We definitely need to revamp patent law, with all these frivolous patents on sandwich making, using a telephone,  email, tax dodges, and other concepts that have nothing to do with original IP and everything to do with making people pay you for their business practices. I just hope that they allow review and elimination of some of the more egregious patents given in recent history.

During hour-long oral arguments in a case that’s closely watched by the business community, Chief Justice John Roberts suggested that an existing federal court test for determining patent obviousness relied too little on common sense. Justice Antonin Scalia went so far as to call the test “gobbledygook” and “meaningless.”

“It’s worse than meaningless because it complicates the question rather than focusing on the statute,” Roberts went on to say of the test, which requires evidence of a past “teaching, suggestion or motivation” that would lead to a particular invention in order for it to be declared “obvious.”

The case, rooted in an obscure patent spat about gas pedal designs between the Canadian firm KSR International and Pennsylvania-based Teleflex, has attracted the attention of high-tech, pharmaceutical, biotechnology and other patent-dependent firms because because it addresses one of the fundamental questions in patent law: What makes an invention, particularly a combination of existing parts, too “obvious” to warrant protection?
***
**About this exercise:** Could you reproduce the entire patent law passage above word for word?

**Dataset records:**
***
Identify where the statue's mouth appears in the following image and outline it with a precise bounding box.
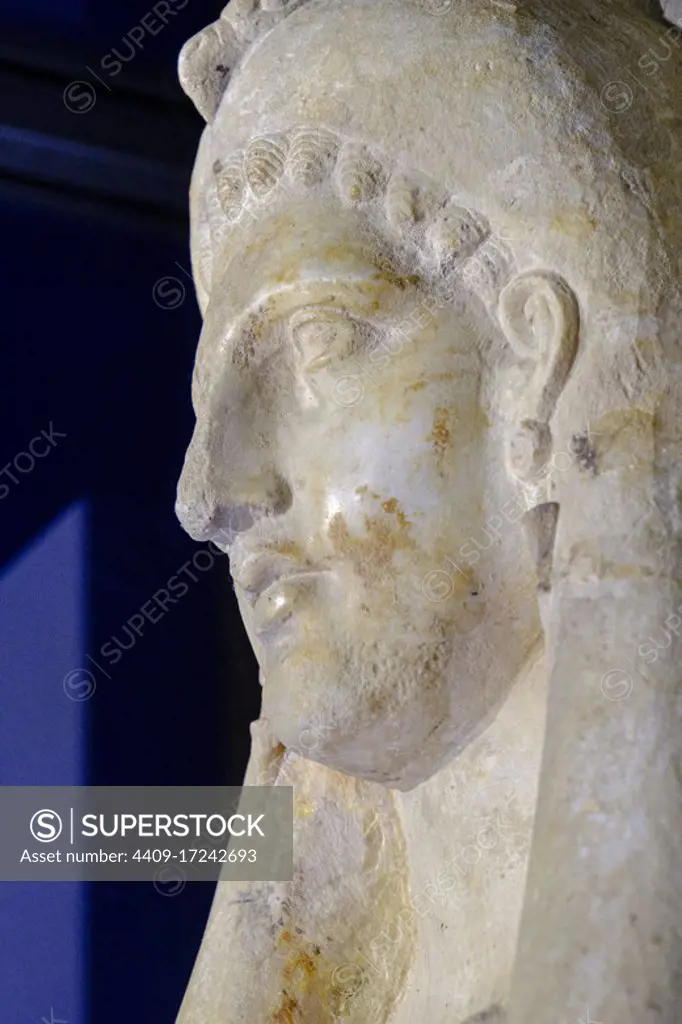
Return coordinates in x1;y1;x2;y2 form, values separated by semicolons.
***
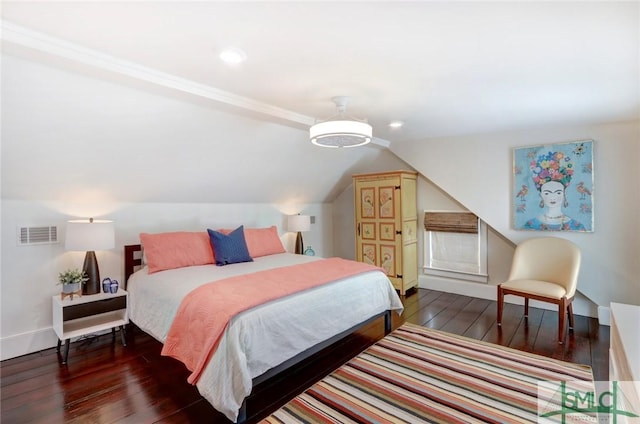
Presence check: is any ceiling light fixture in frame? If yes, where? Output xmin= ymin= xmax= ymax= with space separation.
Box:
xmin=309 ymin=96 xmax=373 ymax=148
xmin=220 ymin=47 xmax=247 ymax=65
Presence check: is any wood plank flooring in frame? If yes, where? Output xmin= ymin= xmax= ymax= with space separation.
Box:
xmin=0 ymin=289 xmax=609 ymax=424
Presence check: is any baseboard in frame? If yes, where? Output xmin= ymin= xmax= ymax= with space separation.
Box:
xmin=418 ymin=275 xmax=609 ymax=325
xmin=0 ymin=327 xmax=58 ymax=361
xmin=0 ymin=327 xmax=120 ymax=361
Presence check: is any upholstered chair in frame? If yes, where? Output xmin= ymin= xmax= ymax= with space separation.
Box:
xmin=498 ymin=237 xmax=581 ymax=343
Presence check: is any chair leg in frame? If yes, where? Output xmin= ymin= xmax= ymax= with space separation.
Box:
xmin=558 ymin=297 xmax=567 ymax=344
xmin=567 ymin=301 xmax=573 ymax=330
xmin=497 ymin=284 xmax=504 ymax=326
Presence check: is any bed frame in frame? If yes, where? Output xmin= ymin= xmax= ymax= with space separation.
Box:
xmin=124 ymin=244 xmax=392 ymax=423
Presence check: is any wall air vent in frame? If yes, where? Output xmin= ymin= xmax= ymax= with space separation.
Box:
***
**Task solution:**
We definitely need to revamp patent law, with all these frivolous patents on sandwich making, using a telephone,  email, tax dodges, and other concepts that have nothing to do with original IP and everything to do with making people pay you for their business practices. I just hope that they allow review and elimination of some of the more egregious patents given in recent history.

During hour-long oral arguments in a case that’s closely watched by the business community, Chief Justice John Roberts suggested that an existing federal court test for determining patent obviousness relied too little on common sense. Justice Antonin Scalia went so far as to call the test “gobbledygook” and “meaningless.”

“It’s worse than meaningless because it complicates the question rather than focusing on the statute,” Roberts went on to say of the test, which requires evidence of a past “teaching, suggestion or motivation” that would lead to a particular invention in order for it to be declared “obvious.”

The case, rooted in an obscure patent spat about gas pedal designs between the Canadian firm KSR International and Pennsylvania-based Teleflex, has attracted the attention of high-tech, pharmaceutical, biotechnology and other patent-dependent firms because because it addresses one of the fundamental questions in patent law: What makes an invention, particularly a combination of existing parts, too “obvious” to warrant protection?